=== ENTRIES ===
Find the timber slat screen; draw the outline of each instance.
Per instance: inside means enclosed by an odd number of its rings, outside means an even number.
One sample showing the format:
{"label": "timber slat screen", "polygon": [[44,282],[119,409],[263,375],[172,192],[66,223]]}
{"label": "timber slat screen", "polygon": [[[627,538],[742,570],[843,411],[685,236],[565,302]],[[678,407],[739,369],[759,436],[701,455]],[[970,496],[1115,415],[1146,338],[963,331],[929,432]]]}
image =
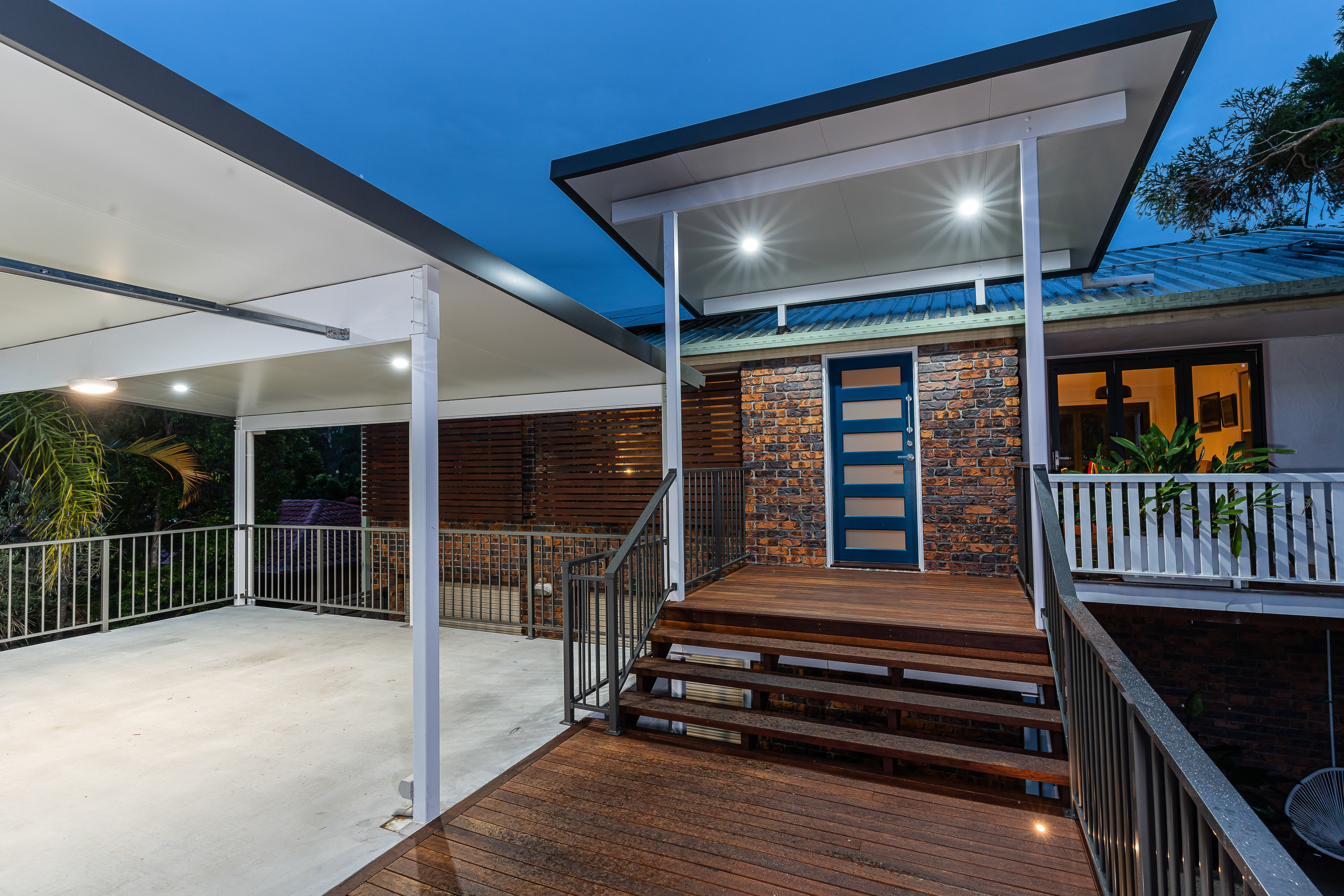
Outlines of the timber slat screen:
{"label": "timber slat screen", "polygon": [[[688,470],[742,466],[737,371],[681,398]],[[364,427],[363,512],[407,519],[405,423]],[[439,422],[439,519],[460,524],[624,529],[663,478],[656,407]]]}

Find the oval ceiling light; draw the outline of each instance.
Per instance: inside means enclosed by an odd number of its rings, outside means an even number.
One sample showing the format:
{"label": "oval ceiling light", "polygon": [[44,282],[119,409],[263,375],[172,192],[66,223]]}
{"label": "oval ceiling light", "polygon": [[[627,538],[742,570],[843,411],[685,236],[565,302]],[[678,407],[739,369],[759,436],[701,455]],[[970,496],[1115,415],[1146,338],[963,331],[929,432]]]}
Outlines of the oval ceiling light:
{"label": "oval ceiling light", "polygon": [[117,380],[78,379],[70,380],[69,386],[73,391],[83,392],[85,395],[106,395],[108,392],[117,391]]}

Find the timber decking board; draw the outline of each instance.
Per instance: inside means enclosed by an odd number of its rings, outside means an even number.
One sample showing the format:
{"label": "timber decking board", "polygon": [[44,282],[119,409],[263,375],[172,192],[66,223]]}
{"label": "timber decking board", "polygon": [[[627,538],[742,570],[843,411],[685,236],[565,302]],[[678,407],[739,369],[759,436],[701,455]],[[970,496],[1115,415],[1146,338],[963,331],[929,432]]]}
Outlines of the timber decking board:
{"label": "timber decking board", "polygon": [[671,610],[1044,641],[1017,582],[991,576],[750,564]]}
{"label": "timber decking board", "polygon": [[684,643],[696,647],[745,650],[747,653],[765,653],[777,657],[808,657],[833,662],[853,662],[866,666],[883,666],[886,669],[918,669],[921,672],[946,672],[961,676],[978,676],[981,678],[997,678],[1000,681],[1055,684],[1054,670],[1051,666],[1042,664],[945,657],[937,653],[917,653],[911,650],[851,647],[848,645],[794,641],[792,638],[695,631],[663,625],[653,627],[649,633],[649,641],[653,643]]}
{"label": "timber decking board", "polygon": [[892,759],[909,759],[968,771],[982,771],[991,775],[1068,786],[1068,763],[1066,760],[1051,759],[1048,754],[1030,750],[1009,751],[1007,747],[991,750],[933,737],[841,727],[784,712],[745,709],[700,700],[655,697],[634,690],[621,696],[621,711],[632,716],[687,721],[710,728],[801,740],[821,747],[853,750],[878,756],[891,756]]}
{"label": "timber decking board", "polygon": [[571,732],[329,896],[1095,896],[1063,818]]}
{"label": "timber decking board", "polygon": [[708,666],[677,660],[642,657],[634,661],[634,673],[649,678],[669,678],[719,685],[722,688],[742,688],[765,693],[813,697],[860,707],[882,707],[883,709],[906,709],[931,716],[952,719],[976,719],[997,721],[1007,725],[1046,728],[1063,731],[1064,725],[1058,709],[1047,709],[1021,701],[995,701],[958,697],[954,695],[890,685],[862,685],[820,676],[790,676],[755,672],[753,669],[732,669]]}

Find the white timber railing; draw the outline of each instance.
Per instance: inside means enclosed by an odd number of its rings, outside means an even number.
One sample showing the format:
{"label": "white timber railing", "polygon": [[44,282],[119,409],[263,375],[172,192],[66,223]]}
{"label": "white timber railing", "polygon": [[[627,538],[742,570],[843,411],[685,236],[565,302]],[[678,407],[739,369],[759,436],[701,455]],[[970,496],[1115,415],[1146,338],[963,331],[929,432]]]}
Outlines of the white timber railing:
{"label": "white timber railing", "polygon": [[[1165,497],[1172,484],[1188,488]],[[1050,485],[1073,572],[1344,584],[1344,473],[1052,473]]]}

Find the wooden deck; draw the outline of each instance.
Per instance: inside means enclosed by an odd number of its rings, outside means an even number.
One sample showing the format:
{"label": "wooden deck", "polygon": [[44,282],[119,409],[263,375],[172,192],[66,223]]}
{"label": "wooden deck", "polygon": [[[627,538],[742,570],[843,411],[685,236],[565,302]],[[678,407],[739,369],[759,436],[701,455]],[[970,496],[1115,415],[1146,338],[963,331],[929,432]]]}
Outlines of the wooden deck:
{"label": "wooden deck", "polygon": [[602,724],[569,729],[328,896],[1097,893],[1075,822],[1044,802]]}
{"label": "wooden deck", "polygon": [[1015,579],[751,564],[668,604],[664,621],[972,647],[965,656],[1047,653],[1021,595]]}

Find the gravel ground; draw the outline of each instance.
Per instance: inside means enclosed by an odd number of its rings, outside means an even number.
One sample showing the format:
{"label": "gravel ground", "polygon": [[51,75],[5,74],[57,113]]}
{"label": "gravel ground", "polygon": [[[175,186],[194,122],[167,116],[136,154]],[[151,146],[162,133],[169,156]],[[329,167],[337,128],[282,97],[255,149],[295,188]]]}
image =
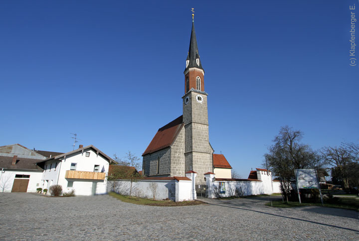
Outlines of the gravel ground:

=== DIRECTIONS ===
Extract every one of the records above word for word, leaving the pictures out.

=== REPLY ===
Find the timber slat screen; draw the outline of each instance.
Per instance: inside means enclosed by an odd number of its rings, outside means an even number.
One sample showing the format:
{"label": "timber slat screen", "polygon": [[44,282],[119,409],[263,375],[172,192],[66,223]]}
{"label": "timber slat screen", "polygon": [[[627,538],[742,570],[843,411],[685,236],[565,302]],[[678,407],[739,369],[759,436],[701,455]],[[970,496],[1115,415],[1146,338],[963,331],[929,432]]]}
image =
Outlines of the timber slat screen:
{"label": "timber slat screen", "polygon": [[[688,470],[742,466],[737,371],[681,398]],[[364,427],[363,512],[407,519],[405,423]],[[439,422],[439,519],[460,524],[624,529],[663,478],[656,407]]]}

Find the oval ceiling light; draw the outline of each instance.
Per instance: inside means enclosed by an odd number of its rings, outside means an even number.
One sample showing the format:
{"label": "oval ceiling light", "polygon": [[44,282],[119,409],[263,375],[172,192],[66,223]]}
{"label": "oval ceiling light", "polygon": [[[627,538],[742,570],[843,411],[685,236],[565,302]],[[678,407],[739,369],[759,436],[701,455]],[[970,496],[1115,415],[1146,338],[963,331],[929,432]]]}
Outlines of the oval ceiling light:
{"label": "oval ceiling light", "polygon": [[117,380],[78,379],[70,380],[69,386],[73,391],[83,392],[85,395],[106,395],[108,392],[117,391]]}

Find the timber decking board; draw the outline of each instance.
Per instance: inside means enclosed by an odd number of its rings, outside means an even number.
One sample showing the format:
{"label": "timber decking board", "polygon": [[44,282],[119,409],[263,375],[172,192],[66,223]]}
{"label": "timber decking board", "polygon": [[[627,538],[742,570],[843,411],[685,236],[565,302]],[[678,407],[739,369],[759,436],[701,455]],[[970,496],[1115,415],[1146,338],[963,331],[929,432]]]}
Outlines of the timber decking board:
{"label": "timber decking board", "polygon": [[671,610],[1044,641],[1017,582],[991,576],[750,564]]}
{"label": "timber decking board", "polygon": [[684,643],[696,647],[745,650],[747,653],[765,653],[777,657],[808,657],[833,662],[853,662],[866,666],[883,666],[886,669],[918,669],[921,672],[946,672],[961,676],[978,676],[981,678],[997,678],[1000,681],[1055,684],[1054,670],[1051,666],[1042,664],[945,657],[937,653],[917,653],[911,650],[851,647],[848,645],[794,641],[792,638],[695,631],[663,625],[653,627],[649,633],[649,641],[653,643]]}
{"label": "timber decking board", "polygon": [[892,759],[909,759],[968,771],[982,771],[991,775],[1068,786],[1068,763],[1066,760],[1051,759],[1048,754],[1030,750],[1009,751],[1007,747],[991,750],[933,737],[841,727],[784,712],[745,709],[700,700],[655,697],[634,690],[621,696],[621,711],[632,716],[687,721],[710,728],[801,740],[821,747],[853,750],[878,756],[891,756]]}
{"label": "timber decking board", "polygon": [[571,732],[329,896],[1095,896],[1063,818]]}
{"label": "timber decking board", "polygon": [[708,666],[677,660],[642,657],[634,661],[634,673],[649,678],[669,678],[719,685],[722,688],[742,688],[765,693],[813,697],[860,707],[882,707],[883,709],[906,709],[931,716],[952,719],[976,719],[997,721],[1007,725],[1046,728],[1063,731],[1064,725],[1058,709],[1047,709],[1021,701],[995,701],[958,697],[954,695],[890,685],[862,685],[820,676],[790,676],[755,672],[753,669],[732,669]]}

Find the white timber railing; draw the outline of each instance.
Per instance: inside means enclosed by an odd number of its rings, outside means an even number.
One sample showing the format:
{"label": "white timber railing", "polygon": [[44,282],[119,409],[263,375],[172,192],[66,223]]}
{"label": "white timber railing", "polygon": [[[627,538],[742,570],[843,411],[685,236],[565,302]],[[678,407],[739,369],[759,436],[701,455]],[[970,496],[1115,415],[1146,338],[963,331],[929,432]]]}
Outlines of the white timber railing:
{"label": "white timber railing", "polygon": [[[1165,497],[1172,484],[1188,488]],[[1050,485],[1073,572],[1344,584],[1344,473],[1052,473]]]}

Find the wooden deck; draw the outline of each instance.
Per instance: inside means enclosed by an odd number of its rings, outside means an even number.
One sample showing the format:
{"label": "wooden deck", "polygon": [[44,282],[119,409],[263,375],[172,192],[66,223]]}
{"label": "wooden deck", "polygon": [[[627,538],[742,570],[843,411],[685,236],[565,302]],[[678,407],[739,369],[759,436],[701,455]],[[970,496],[1115,415],[1146,338],[963,331],[929,432]]]}
Outlines of the wooden deck:
{"label": "wooden deck", "polygon": [[602,724],[569,729],[328,896],[1097,893],[1075,822],[1044,802]]}
{"label": "wooden deck", "polygon": [[1015,579],[751,564],[668,604],[664,621],[972,647],[965,656],[1047,653],[1021,595]]}

Find the gravel ground; draw the outline of each instance.
Per instance: inside means enclosed by an odd number of its rings, outside means an even number.
One sample showing the format:
{"label": "gravel ground", "polygon": [[51,75],[5,74],[57,113]]}
{"label": "gravel ground", "polygon": [[[175,186],[194,122],[167,116],[136,154]],[[151,146],[162,133],[169,156]],[[329,167],[337,128],[282,97],[255,149],[295,188]]]}
image =
Outlines of the gravel ground:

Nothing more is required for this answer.